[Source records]
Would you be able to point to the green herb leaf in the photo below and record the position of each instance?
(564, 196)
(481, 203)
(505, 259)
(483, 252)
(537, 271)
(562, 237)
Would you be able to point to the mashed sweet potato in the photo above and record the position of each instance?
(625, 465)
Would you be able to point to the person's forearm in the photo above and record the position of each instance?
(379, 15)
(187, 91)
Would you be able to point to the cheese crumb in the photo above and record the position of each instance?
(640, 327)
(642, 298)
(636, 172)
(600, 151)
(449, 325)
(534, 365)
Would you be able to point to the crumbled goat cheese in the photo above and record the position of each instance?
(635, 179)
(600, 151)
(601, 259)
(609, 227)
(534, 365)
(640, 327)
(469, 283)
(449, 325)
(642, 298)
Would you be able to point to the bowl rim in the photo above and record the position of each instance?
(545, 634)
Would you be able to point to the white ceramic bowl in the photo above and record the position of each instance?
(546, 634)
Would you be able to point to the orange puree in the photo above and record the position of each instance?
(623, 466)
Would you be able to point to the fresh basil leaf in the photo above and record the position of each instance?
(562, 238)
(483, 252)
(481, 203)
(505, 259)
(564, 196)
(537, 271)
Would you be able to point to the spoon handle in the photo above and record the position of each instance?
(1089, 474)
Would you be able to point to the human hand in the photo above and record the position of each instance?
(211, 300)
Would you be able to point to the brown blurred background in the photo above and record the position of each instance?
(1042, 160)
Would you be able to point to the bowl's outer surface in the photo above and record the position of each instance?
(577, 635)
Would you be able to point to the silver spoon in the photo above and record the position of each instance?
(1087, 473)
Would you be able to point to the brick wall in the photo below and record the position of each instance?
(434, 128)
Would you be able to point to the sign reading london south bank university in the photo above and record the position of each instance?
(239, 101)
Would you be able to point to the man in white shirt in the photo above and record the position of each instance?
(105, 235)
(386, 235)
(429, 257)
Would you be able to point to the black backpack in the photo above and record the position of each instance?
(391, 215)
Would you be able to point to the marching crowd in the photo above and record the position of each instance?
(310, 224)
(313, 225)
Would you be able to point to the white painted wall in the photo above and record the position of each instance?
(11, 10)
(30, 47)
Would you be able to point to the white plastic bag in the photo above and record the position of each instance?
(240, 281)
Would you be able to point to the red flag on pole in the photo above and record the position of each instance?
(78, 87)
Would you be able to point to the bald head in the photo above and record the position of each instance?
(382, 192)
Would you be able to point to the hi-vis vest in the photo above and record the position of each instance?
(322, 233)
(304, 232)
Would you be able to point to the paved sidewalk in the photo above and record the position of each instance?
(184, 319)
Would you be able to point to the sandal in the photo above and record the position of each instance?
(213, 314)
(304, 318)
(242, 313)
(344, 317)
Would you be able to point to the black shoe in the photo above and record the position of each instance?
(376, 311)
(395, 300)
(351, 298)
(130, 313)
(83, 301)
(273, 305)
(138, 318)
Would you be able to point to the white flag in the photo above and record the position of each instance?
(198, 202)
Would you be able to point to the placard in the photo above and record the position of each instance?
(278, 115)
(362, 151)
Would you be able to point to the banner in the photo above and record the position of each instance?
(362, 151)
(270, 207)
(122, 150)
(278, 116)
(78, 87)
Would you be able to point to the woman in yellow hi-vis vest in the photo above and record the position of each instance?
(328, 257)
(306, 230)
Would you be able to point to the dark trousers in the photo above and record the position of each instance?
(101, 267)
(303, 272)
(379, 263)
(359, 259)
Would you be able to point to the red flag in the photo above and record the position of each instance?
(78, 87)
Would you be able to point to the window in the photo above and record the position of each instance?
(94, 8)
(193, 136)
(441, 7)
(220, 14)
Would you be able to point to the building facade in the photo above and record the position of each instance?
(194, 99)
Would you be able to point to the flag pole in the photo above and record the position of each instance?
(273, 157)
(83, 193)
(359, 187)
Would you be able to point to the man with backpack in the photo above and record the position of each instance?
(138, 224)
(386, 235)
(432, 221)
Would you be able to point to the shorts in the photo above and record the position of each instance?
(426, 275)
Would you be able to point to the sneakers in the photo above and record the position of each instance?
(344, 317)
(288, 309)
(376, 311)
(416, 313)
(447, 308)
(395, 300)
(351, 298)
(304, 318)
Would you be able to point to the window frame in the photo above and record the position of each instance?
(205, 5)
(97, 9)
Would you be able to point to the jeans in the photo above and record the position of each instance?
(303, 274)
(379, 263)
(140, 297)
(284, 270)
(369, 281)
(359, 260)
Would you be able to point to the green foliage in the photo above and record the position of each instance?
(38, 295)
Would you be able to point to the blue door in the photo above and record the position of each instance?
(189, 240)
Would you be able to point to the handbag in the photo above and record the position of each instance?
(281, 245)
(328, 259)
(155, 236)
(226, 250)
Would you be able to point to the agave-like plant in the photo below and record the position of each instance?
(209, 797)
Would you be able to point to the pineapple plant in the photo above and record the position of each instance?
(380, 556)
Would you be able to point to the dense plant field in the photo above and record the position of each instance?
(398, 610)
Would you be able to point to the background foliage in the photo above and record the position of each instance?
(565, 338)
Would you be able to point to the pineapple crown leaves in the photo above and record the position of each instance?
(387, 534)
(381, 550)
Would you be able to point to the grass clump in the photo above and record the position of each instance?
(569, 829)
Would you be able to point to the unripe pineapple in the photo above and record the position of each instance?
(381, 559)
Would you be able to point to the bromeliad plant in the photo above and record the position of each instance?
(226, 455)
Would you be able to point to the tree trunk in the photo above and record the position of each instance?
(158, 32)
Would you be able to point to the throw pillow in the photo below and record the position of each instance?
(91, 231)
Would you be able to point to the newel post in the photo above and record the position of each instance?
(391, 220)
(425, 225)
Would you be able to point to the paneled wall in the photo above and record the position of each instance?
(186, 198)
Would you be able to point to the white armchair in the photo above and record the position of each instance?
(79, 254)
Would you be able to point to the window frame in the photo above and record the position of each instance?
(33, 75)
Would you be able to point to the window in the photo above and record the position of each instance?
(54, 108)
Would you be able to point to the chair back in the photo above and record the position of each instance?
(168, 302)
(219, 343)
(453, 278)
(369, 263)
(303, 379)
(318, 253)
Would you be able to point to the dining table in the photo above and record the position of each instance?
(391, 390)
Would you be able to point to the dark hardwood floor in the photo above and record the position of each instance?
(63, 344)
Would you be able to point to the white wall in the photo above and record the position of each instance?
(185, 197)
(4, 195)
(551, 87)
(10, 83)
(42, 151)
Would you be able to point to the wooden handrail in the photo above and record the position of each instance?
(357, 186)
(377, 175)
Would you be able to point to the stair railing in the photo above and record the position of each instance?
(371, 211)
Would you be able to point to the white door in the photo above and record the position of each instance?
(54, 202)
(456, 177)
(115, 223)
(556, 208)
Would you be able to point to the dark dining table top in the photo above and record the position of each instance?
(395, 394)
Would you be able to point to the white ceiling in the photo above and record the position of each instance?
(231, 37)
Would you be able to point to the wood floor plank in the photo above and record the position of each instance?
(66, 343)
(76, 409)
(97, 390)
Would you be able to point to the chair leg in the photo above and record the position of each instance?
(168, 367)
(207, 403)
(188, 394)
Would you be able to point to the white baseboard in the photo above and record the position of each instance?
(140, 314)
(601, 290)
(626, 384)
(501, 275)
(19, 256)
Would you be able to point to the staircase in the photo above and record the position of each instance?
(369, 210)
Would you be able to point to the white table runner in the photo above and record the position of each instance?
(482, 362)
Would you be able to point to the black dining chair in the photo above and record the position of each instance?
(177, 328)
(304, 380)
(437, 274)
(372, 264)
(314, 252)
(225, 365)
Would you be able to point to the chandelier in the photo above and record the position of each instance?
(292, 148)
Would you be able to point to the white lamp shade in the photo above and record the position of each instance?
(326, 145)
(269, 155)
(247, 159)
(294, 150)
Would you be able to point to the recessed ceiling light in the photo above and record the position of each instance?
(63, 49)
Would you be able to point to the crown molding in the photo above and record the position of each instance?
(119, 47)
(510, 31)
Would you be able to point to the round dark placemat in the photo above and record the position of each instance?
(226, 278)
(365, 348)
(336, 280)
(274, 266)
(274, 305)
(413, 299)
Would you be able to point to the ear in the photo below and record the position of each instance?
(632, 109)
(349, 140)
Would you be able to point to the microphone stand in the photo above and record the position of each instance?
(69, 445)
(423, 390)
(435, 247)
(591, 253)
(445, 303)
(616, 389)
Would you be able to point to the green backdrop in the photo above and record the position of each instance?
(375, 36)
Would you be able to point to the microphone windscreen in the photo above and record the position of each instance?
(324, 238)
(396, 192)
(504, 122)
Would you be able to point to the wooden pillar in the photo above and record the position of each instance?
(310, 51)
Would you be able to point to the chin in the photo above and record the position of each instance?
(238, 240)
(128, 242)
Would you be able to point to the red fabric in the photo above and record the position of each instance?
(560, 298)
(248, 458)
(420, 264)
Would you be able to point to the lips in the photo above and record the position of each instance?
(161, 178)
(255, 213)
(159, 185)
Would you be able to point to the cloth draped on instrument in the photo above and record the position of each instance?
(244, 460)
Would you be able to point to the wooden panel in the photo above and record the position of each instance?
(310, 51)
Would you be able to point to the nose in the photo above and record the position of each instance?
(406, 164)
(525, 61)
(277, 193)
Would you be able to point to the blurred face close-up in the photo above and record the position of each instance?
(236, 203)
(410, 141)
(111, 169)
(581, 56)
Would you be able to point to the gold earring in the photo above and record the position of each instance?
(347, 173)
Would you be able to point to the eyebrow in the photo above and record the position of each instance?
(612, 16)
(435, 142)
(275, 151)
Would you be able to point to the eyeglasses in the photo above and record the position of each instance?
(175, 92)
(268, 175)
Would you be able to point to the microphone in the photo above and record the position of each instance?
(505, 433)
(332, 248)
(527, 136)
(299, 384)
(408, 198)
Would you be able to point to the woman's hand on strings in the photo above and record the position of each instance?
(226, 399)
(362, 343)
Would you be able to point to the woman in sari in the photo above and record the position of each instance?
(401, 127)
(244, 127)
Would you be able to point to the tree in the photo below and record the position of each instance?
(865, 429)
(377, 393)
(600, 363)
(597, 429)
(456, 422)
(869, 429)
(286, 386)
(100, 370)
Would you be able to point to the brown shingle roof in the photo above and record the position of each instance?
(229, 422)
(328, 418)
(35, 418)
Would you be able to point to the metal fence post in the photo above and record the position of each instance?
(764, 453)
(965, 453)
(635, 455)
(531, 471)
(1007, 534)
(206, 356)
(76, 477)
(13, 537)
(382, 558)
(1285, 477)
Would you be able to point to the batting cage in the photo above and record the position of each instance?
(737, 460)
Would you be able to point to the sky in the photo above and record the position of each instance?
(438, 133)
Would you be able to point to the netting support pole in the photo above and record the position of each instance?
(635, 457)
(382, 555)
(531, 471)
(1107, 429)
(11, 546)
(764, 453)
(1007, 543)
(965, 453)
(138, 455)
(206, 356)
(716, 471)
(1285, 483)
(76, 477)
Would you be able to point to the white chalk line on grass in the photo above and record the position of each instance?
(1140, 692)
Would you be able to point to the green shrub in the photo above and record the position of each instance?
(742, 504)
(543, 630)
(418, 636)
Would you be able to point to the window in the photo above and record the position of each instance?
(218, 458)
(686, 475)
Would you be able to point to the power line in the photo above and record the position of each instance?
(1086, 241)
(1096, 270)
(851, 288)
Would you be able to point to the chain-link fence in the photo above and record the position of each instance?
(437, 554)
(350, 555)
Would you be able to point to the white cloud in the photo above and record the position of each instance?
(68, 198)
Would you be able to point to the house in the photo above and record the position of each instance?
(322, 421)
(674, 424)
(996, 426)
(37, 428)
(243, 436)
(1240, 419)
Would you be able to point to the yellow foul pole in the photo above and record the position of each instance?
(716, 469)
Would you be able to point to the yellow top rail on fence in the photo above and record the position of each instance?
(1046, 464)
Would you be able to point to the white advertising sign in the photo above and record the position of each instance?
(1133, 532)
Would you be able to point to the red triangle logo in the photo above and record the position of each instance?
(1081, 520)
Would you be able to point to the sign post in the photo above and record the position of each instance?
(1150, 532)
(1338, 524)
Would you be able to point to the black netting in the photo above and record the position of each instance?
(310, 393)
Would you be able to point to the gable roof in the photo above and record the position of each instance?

**REQUIREMENTS:**
Exactly and exclusively, repeat the lines from the line that contains "Would you be able to point to the power" through the end of the records, both ends included.

**ANSWER BELOW:**
Would you be able to point to the power line in the photo above and record the position of each instance?
(1086, 241)
(1096, 270)
(851, 288)
Would you be able to point to the chain-link fence in the photo above and record the position of each instance?
(437, 554)
(350, 555)
Would you be able to point to the white cloud in the photo above and record the position of each instance?
(68, 198)
Would you be able to point to the house in the photo above and record the position of each instance?
(322, 421)
(674, 424)
(996, 426)
(37, 428)
(243, 436)
(1240, 419)
Would you be able to point to the yellow foul pole in the photo above and record the position of each instance?
(716, 469)
Would you be able to point to the yellow top rail on fence in the photo above and record the position of each instance?
(1046, 464)
Would you be able to point to the white advertising sign in the photo above and record the position of each instance?
(1133, 532)
Would you be able to point to the red triangle logo in the photo above and record the position of each instance?
(1081, 520)
Would you be able to point to the sign post in the photo above and record the position of each instance?
(1150, 532)
(1338, 524)
Would you be able to point to the black netting in the photo above and record the position of each instance?
(310, 393)
Would you be able to point to the gable roof in the photo above and record the position of each instance?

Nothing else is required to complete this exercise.